INSTRUCTIONS TO FOLLOW. Every line of the material below must be repeated exactly.

TASK MATERIAL.
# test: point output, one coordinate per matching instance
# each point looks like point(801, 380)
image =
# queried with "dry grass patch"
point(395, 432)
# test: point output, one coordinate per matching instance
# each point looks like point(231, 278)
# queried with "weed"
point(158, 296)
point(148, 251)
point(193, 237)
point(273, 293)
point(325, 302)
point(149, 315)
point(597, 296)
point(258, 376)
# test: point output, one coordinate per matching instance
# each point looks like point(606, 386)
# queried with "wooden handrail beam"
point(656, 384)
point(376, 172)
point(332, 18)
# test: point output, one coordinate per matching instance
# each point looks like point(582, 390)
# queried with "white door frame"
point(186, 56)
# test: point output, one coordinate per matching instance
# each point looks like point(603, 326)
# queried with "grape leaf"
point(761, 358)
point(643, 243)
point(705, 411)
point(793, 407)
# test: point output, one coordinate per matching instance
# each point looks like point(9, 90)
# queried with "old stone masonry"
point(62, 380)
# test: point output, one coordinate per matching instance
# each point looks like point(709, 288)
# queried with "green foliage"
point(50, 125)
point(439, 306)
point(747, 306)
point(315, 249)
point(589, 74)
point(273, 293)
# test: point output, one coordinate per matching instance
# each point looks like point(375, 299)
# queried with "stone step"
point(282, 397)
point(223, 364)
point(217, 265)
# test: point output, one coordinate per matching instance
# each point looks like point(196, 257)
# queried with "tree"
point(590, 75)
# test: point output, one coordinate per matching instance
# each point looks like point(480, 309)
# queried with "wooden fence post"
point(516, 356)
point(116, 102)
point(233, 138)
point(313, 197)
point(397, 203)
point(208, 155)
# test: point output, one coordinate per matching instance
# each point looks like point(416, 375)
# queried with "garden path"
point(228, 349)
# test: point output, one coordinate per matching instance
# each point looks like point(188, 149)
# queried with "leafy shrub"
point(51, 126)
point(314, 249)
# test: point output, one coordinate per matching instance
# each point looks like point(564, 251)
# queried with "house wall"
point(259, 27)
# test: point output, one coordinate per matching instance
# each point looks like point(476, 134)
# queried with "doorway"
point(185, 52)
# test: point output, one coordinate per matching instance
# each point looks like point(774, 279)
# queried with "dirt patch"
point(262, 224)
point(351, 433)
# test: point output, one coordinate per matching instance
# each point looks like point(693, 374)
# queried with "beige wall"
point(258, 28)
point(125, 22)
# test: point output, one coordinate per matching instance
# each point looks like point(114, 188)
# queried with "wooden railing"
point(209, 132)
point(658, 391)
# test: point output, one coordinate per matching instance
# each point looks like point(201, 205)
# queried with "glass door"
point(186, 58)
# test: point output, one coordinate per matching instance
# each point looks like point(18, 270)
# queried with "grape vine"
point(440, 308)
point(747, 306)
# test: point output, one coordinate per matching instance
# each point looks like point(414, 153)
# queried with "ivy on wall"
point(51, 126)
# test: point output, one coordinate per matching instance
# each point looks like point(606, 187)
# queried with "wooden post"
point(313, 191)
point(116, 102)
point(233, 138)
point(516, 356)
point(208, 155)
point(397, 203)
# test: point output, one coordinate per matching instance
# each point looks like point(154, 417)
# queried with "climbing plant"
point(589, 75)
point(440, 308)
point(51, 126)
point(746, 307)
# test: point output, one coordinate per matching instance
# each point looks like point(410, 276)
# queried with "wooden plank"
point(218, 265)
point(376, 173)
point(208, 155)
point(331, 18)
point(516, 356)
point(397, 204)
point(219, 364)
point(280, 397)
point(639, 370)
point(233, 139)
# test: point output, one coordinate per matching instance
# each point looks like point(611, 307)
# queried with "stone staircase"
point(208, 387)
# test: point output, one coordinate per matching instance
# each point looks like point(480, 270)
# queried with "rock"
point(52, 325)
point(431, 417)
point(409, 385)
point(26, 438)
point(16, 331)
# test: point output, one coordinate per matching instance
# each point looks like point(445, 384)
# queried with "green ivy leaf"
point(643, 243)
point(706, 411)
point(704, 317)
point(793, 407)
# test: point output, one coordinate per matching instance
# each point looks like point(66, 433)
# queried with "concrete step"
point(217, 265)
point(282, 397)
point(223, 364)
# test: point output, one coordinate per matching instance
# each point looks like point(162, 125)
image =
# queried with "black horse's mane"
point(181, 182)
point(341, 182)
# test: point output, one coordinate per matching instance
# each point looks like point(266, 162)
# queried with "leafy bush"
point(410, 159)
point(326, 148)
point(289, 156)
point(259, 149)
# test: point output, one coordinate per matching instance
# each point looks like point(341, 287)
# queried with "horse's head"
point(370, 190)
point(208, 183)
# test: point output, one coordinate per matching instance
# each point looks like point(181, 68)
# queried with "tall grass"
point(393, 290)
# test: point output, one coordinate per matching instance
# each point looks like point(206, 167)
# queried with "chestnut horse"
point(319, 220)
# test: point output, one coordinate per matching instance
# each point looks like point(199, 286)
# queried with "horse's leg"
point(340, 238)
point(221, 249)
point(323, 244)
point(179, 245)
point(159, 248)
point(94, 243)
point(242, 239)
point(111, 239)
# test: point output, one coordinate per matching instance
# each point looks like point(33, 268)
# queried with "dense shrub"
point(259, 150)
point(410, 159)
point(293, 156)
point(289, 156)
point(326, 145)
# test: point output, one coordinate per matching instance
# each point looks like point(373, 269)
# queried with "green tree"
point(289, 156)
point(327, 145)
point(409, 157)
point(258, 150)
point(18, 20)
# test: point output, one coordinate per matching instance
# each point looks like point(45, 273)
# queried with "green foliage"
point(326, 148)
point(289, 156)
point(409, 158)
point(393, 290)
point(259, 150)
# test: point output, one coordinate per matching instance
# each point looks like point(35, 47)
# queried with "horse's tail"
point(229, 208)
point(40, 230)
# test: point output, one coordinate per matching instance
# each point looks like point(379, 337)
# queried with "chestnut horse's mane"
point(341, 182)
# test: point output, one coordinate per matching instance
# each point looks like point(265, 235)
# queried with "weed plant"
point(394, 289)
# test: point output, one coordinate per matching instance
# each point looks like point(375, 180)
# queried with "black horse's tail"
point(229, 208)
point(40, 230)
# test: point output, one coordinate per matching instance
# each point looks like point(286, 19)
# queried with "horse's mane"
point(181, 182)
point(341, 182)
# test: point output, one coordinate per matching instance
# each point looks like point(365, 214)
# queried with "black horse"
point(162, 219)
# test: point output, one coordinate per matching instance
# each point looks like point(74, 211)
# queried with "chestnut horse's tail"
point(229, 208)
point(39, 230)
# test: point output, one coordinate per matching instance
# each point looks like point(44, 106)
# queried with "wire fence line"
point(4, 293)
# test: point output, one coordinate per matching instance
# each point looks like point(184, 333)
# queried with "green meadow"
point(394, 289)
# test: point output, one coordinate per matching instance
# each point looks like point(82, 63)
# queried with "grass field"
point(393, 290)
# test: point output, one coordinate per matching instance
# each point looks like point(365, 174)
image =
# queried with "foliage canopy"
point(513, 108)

COMPLETE OUTPUT.
# test: point output, one coordinate per matching instance
# each point looks like point(801, 380)
image =
# queried with "dry grass patch"
point(395, 432)
# test: point output, one coordinate per matching instance
# each point looks like point(231, 278)
# queried with "weed"
point(158, 296)
point(148, 251)
point(193, 237)
point(273, 293)
point(325, 302)
point(149, 315)
point(597, 296)
point(258, 376)
# test: point output, one coordinate per matching instance
# each point looks like point(606, 386)
# queried with "wooden handrail beam"
point(656, 384)
point(376, 172)
point(332, 18)
# test: point output, one coordinate per matching instance
# each point looks like point(582, 390)
# queried with "white door frame"
point(186, 56)
# test: point output, one coordinate per matching instance
# each point looks like point(603, 326)
# queried with "grape leaf"
point(761, 358)
point(643, 243)
point(705, 411)
point(793, 407)
# test: point output, one coordinate per matching instance
# each point looks like point(9, 90)
# queried with "old stone masonry"
point(62, 380)
# test: point output, one coordinate per matching instance
# each point looks like point(709, 288)
# queried with "green foliage"
point(50, 125)
point(439, 306)
point(747, 306)
point(315, 249)
point(589, 74)
point(273, 293)
# test: point output, one coordinate per matching instance
# each point looks like point(375, 299)
# queried with "stone step"
point(282, 397)
point(223, 364)
point(217, 265)
# test: point output, one coordinate per matching instance
# each point looks like point(196, 257)
# queried with "tree"
point(590, 75)
# test: point output, one coordinate per matching instance
# each point looks like point(480, 309)
# queried with "wooden fence post"
point(516, 356)
point(116, 102)
point(233, 138)
point(313, 197)
point(397, 203)
point(208, 155)
# test: point output, one coordinate per matching instance
# each point looks like point(416, 375)
# queried with "garden path"
point(228, 349)
# test: point output, one coordinate per matching instance
# each point looks like point(188, 149)
# queried with "leafy shrub"
point(51, 126)
point(314, 249)
# test: point output, one coordinate per matching instance
# each point looks like point(564, 251)
# queried with "house wall"
point(259, 27)
# test: point output, one coordinate per matching instance
# each point looks like point(476, 134)
# queried with "doorway"
point(185, 52)
# test: point output, one coordinate per matching instance
# each point looks like point(774, 279)
# queried with "dirt patch"
point(262, 224)
point(351, 433)
# test: point output, one coordinate per matching instance
# each point looks like point(693, 374)
# queried with "beige wall"
point(258, 28)
point(125, 22)
# test: point output, one coordinate per matching instance
# each point looks like point(114, 188)
# queried with "wooden railing"
point(209, 132)
point(658, 391)
# test: point output, one coordinate per matching instance
# each point looks like point(201, 205)
# queried with "glass door"
point(186, 58)
# test: point output, one coordinate per matching instance
# each point looks like point(18, 270)
# queried with "grape vine"
point(440, 308)
point(747, 306)
# test: point output, one coordinate per matching instance
# each point looks like point(414, 153)
# queried with "ivy on wall"
point(51, 126)
# test: point output, one coordinate per matching instance
# each point looks like point(606, 187)
# queried with "wooden post"
point(313, 191)
point(116, 102)
point(233, 138)
point(516, 356)
point(208, 155)
point(397, 203)
# test: point output, one coordinate per matching instance
# each point looks like point(154, 417)
# queried with "climbing plant"
point(589, 75)
point(440, 308)
point(51, 126)
point(746, 307)
# test: point output, one coordinate per matching instance
# each point looks like point(410, 276)
# queried with "wooden plank"
point(218, 265)
point(376, 173)
point(208, 155)
point(331, 18)
point(516, 356)
point(397, 204)
point(219, 364)
point(280, 397)
point(639, 370)
point(233, 139)
# test: point output, one coordinate per matching instance
# each point looks like point(611, 307)
# queried with "stone staircase"
point(208, 387)
# test: point output, one coordinate per matching instance
# each point looks like point(480, 270)
# queried with "rock"
point(52, 325)
point(431, 417)
point(409, 385)
point(26, 438)
point(16, 331)
# test: point output, one coordinate per matching instance
# each point looks like point(445, 384)
# queried with "green ivy leaf"
point(643, 243)
point(706, 411)
point(704, 317)
point(793, 407)
# test: point output, one coordinate per matching instance
# each point looks like point(66, 433)
# queried with "concrete step"
point(217, 265)
point(282, 397)
point(223, 364)
# test: point output, one coordinate per matching instance
# each point looks like point(162, 125)
image =
# queried with "black horse's mane"
point(181, 182)
point(341, 182)
# test: point output, one coordinate per matching instance
# each point looks like point(266, 162)
# queried with "leafy bush"
point(410, 159)
point(326, 148)
point(289, 156)
point(259, 149)
# test: point output, one coordinate per matching instance
# each point looks like point(341, 287)
# queried with "horse's head"
point(370, 190)
point(208, 183)
# test: point output, one coordinate per matching instance
# each point looks like point(181, 68)
# queried with "tall grass"
point(393, 290)
# test: point output, one coordinate per matching instance
# each point looks like point(206, 167)
# queried with "chestnut horse"
point(319, 220)
# test: point output, one coordinate per matching instance
# each point looks like point(199, 286)
# queried with "horse's leg"
point(340, 238)
point(221, 249)
point(323, 244)
point(179, 245)
point(159, 248)
point(94, 243)
point(242, 239)
point(111, 239)
# test: point output, one coordinate per matching instance
# each point looks like point(33, 268)
# queried with "dense shrub"
point(259, 150)
point(410, 159)
point(293, 156)
point(289, 156)
point(326, 145)
# test: point output, one coordinate per matching instance
# each point looks like point(373, 269)
# queried with "green tree"
point(289, 156)
point(327, 145)
point(409, 157)
point(258, 150)
point(18, 20)
# test: point output, one coordinate per matching instance
# each point looks like point(45, 273)
# queried with "green foliage"
point(326, 148)
point(289, 156)
point(409, 158)
point(393, 290)
point(259, 150)
# test: point output, one coordinate per matching instance
# each point looks like point(35, 47)
# queried with "horse's tail"
point(229, 208)
point(40, 230)
# test: point output, one coordinate per matching instance
# each point looks like point(379, 337)
# queried with "chestnut horse's mane"
point(341, 182)
# test: point output, one coordinate per matching instance
# each point looks like point(265, 235)
# queried with "weed plant"
point(394, 289)
# test: point output, one coordinate per matching instance
# each point looks like point(375, 180)
# queried with "black horse's tail"
point(229, 208)
point(40, 230)
# test: point output, one coordinate per matching instance
# each point looks like point(286, 19)
# queried with "horse's mane"
point(181, 182)
point(341, 182)
# test: point output, one coordinate per matching instance
# each point looks like point(365, 214)
# queried with "black horse"
point(162, 219)
# test: point output, one coordinate per matching instance
# each point looks like point(74, 211)
# queried with "chestnut horse's tail"
point(229, 208)
point(39, 230)
# test: point output, one coordinate per matching instance
# each point looks like point(44, 106)
# queried with "wire fence line"
point(4, 293)
# test: point output, one coordinate per matching instance
# each point looks like point(184, 333)
# queried with "green meadow"
point(394, 289)
# test: point output, one coordinate per matching instance
# each point looks like point(82, 63)
# queried with "grass field"
point(393, 290)
# test: point output, one coordinate per matching instance
# each point looks like point(365, 174)
image =
# queried with "foliage canopy"
point(513, 108)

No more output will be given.